▸ **SUPPLIED TEXT**
He was a prominent military figure of the sixteenth century, and was colonel of one of the Tercios of Flanders under the Duke of Alva, Luis de Requesens, Alexander Farnese and Count Mansfeld. He fought during the Eighty Years' War against the armies of William of Orange first and after Maurice of Nassau.

His talents in strategy and spywork led to important victories by the Spanish troops in Flanders and the Netherlands in a time of decline of Spanish domination in this region. Mondragón also greatly developed amphibious warfare with techniques like wading through tidal rivers.

==Life==
He arrived in Flanders in 1544 and (barring two short trips in 1570/71 and 1579) remained there the rest of his life, speaking the local language and marrying a Flemish woman.

===Early years===
Although born in Medina del Campo like his father, Mondragon came from the town of Mondragón in Gipuzkoa. His mother belonged to one of the most important noble and powerful families in Medina del Campo.

▸ **DATA SHOWN**
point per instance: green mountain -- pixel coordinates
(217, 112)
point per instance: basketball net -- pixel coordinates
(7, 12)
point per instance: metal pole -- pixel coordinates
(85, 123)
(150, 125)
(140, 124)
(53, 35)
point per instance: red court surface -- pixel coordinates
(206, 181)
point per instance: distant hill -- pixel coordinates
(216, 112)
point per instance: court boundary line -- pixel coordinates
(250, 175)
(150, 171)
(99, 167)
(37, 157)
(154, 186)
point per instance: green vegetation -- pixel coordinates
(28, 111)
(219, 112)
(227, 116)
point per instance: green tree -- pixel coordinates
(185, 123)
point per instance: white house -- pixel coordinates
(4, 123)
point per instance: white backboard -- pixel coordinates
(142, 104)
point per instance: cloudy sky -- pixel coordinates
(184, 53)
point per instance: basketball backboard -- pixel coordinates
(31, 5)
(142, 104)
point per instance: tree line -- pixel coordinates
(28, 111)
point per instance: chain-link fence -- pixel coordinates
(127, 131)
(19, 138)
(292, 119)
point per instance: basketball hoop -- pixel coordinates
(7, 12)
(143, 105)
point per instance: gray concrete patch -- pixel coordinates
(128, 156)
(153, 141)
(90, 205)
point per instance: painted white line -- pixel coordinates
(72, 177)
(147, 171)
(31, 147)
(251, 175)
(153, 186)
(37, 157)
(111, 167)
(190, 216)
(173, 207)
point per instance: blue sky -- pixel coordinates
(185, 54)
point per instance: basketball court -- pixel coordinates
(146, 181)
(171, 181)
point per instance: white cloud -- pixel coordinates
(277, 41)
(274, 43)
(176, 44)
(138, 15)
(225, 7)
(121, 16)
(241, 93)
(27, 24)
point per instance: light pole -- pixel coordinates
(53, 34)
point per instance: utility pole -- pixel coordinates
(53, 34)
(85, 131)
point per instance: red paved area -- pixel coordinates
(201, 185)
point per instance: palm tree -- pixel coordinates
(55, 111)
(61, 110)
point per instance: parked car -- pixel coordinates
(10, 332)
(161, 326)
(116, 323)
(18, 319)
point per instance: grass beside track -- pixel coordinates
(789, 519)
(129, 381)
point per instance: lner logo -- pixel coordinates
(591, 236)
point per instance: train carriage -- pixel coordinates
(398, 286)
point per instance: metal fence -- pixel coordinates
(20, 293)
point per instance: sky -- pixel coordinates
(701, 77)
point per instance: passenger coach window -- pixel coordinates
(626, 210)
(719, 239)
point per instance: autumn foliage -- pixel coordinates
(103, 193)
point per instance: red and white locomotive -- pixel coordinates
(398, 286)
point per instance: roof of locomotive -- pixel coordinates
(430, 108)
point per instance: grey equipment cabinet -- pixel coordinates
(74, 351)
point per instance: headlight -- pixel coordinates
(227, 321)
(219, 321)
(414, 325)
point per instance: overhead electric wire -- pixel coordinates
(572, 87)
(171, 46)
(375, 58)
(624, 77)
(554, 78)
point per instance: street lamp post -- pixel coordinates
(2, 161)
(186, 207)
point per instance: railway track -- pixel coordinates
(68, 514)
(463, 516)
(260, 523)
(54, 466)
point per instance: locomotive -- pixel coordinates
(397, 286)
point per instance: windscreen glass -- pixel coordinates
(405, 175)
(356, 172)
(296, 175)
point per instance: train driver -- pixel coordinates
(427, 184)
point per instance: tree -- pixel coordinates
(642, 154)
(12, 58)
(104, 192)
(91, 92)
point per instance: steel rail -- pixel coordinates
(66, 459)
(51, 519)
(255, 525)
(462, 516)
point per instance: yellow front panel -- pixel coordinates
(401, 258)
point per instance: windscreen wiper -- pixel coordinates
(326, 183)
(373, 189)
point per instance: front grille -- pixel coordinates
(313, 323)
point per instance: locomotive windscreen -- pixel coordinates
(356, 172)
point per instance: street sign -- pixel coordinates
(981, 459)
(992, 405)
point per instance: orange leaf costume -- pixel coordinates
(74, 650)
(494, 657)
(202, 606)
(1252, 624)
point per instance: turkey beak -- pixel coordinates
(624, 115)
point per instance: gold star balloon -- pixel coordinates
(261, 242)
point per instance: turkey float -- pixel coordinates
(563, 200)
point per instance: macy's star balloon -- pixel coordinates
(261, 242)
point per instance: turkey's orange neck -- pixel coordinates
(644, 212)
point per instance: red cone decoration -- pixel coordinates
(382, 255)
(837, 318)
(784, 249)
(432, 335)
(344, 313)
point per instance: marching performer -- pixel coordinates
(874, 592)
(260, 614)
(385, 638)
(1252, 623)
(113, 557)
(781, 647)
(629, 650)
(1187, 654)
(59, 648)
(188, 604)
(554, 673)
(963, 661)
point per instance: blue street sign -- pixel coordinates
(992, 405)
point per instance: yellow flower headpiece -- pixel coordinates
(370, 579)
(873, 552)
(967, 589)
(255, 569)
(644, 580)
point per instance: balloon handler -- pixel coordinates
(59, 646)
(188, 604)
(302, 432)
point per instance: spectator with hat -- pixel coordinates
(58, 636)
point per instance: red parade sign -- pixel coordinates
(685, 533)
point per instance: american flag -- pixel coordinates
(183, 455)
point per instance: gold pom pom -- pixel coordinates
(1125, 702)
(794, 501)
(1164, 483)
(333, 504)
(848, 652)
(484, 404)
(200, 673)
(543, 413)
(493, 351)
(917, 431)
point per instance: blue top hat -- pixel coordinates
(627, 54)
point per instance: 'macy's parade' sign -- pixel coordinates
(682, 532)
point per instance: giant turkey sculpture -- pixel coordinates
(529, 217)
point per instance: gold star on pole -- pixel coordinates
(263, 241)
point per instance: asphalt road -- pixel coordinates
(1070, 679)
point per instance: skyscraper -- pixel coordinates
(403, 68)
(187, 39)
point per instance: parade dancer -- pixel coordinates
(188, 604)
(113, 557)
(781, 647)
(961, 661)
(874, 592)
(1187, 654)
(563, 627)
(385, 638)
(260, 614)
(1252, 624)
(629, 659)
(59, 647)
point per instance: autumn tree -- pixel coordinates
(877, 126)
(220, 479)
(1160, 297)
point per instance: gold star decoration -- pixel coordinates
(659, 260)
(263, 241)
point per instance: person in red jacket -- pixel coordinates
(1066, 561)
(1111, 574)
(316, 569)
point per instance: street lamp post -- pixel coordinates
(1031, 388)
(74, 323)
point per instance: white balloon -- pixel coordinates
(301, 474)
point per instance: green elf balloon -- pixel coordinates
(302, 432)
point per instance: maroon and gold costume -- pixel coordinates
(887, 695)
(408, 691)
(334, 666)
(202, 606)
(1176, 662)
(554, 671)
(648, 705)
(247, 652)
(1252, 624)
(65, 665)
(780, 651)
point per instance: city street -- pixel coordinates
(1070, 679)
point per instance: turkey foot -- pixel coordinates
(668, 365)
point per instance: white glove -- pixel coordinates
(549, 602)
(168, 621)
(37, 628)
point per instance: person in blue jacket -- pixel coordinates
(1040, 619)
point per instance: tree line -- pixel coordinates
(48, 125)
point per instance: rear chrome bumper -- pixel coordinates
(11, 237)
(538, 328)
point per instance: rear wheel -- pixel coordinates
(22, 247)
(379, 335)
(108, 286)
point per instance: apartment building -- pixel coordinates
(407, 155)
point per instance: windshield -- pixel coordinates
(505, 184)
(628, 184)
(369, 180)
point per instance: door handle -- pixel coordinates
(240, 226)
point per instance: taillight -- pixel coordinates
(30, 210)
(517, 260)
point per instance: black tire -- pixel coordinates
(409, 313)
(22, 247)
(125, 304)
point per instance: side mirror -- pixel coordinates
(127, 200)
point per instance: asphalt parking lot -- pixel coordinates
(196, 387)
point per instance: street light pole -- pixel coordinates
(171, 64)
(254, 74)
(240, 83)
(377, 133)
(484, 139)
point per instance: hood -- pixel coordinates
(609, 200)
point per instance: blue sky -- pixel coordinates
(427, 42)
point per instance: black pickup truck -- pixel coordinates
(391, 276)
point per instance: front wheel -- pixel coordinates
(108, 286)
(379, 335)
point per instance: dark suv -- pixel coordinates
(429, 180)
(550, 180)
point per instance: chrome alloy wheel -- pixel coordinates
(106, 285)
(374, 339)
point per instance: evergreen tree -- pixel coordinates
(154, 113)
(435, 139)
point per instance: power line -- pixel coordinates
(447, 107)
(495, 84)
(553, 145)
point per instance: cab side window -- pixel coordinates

▸ **INSTRUCTIONS TO FOLLOW**
Write out, word for word, everything in the Mondragón text from "His talents in" down to "Medina del Campo.". The entries come from a different source than the Mondragón text.

▸ **EXPECTED ANSWER**
His talents in strategy and spywork led to important victories by the Spanish troops in Flanders and the Netherlands in a time of decline of Spanish domination in this region. Mondragón also greatly developed amphibious warfare with techniques like wading through tidal rivers.

==Life==
He arrived in Flanders in 1544 and (barring two short trips in 1570/71 and 1579) remained there the rest of his life, speaking the local language and marrying a Flemish woman.

===Early years===
Although born in Medina del Campo like his father, Mondragon came from the town of Mondragón in Gipuzkoa. His mother belonged to one of the most important noble and powerful families in Medina del Campo.